▸ Records shown
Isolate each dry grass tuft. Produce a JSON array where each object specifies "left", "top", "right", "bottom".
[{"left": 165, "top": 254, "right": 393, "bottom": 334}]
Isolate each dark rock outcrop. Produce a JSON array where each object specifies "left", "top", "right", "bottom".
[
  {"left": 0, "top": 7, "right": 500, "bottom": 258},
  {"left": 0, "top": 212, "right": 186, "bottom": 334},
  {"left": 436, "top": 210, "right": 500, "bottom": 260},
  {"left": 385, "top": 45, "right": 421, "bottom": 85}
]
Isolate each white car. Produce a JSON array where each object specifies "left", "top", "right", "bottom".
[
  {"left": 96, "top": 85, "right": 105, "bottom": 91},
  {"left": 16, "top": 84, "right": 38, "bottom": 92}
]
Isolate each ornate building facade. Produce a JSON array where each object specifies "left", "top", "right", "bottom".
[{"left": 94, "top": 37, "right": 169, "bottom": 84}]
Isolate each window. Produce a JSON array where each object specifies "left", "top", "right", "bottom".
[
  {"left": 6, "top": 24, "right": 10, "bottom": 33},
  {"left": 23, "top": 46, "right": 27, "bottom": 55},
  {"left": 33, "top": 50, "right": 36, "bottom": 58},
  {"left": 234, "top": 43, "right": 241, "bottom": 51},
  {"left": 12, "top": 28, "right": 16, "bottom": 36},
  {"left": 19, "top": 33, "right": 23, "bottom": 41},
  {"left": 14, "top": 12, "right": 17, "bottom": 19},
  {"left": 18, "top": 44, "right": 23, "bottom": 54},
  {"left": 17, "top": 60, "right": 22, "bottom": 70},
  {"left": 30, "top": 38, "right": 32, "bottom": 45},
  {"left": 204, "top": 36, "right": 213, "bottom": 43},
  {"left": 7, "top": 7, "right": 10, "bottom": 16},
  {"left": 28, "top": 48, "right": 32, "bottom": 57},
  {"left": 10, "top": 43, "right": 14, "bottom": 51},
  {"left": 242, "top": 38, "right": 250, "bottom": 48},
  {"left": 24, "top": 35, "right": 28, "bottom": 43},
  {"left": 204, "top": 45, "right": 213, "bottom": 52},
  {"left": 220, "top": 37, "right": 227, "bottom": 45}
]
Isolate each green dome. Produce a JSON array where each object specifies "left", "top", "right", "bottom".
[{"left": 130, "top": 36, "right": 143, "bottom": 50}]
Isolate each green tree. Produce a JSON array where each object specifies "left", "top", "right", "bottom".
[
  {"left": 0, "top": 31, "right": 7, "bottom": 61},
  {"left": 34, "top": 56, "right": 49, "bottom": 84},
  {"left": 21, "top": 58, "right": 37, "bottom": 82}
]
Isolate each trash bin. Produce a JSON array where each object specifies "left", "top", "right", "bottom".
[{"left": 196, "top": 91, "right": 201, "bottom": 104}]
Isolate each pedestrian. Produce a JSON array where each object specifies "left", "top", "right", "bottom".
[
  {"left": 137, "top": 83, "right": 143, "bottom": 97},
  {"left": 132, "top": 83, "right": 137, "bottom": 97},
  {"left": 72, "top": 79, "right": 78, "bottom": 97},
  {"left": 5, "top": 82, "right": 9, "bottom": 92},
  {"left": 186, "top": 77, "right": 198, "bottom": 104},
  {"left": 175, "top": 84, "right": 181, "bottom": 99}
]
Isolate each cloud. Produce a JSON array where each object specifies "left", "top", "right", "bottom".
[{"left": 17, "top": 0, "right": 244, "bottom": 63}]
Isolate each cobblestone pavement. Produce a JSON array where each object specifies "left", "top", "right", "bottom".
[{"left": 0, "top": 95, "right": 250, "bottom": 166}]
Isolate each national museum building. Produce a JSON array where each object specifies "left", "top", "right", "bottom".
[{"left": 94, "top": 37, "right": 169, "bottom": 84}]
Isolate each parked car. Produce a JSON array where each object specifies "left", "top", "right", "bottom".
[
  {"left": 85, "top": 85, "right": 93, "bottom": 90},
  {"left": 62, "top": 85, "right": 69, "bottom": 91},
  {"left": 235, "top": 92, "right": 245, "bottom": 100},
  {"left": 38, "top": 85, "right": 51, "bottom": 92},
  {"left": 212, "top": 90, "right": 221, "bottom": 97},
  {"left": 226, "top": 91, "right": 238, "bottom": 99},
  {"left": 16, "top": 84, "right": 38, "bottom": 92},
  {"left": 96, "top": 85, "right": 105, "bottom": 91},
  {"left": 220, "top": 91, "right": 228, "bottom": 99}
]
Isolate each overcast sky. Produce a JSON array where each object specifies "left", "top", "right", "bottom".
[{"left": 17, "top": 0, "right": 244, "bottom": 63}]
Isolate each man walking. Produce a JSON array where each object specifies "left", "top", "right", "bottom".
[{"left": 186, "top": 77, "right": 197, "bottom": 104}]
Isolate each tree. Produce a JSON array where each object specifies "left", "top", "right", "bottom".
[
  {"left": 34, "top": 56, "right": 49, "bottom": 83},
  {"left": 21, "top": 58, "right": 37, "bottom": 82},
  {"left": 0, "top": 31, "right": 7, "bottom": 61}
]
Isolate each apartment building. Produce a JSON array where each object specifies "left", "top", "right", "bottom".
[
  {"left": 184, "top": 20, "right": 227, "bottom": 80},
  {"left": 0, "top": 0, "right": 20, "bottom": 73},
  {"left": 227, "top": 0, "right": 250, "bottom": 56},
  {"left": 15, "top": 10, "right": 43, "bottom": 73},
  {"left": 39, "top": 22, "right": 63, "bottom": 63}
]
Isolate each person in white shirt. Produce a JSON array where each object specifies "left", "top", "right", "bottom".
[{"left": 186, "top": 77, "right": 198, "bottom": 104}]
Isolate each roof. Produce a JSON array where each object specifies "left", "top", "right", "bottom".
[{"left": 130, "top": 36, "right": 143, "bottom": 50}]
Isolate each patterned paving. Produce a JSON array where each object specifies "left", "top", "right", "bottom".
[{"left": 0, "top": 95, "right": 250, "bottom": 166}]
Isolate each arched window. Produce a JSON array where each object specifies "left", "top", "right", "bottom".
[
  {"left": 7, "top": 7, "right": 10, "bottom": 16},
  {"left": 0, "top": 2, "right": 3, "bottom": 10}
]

▸ Problem to work on
Pull out, character for character, the lines from the one holding "Isolate each patterned" through the last line, inclusive.

▸ Right answer
Isolate each patterned paving. Produce a JSON array where each object specifies "left", "top", "right", "bottom".
[{"left": 0, "top": 95, "right": 250, "bottom": 166}]
Isolate each arched window. Produce a JSON array where each object specifies "left", "top", "right", "bottom".
[
  {"left": 7, "top": 7, "right": 10, "bottom": 16},
  {"left": 0, "top": 2, "right": 3, "bottom": 10}
]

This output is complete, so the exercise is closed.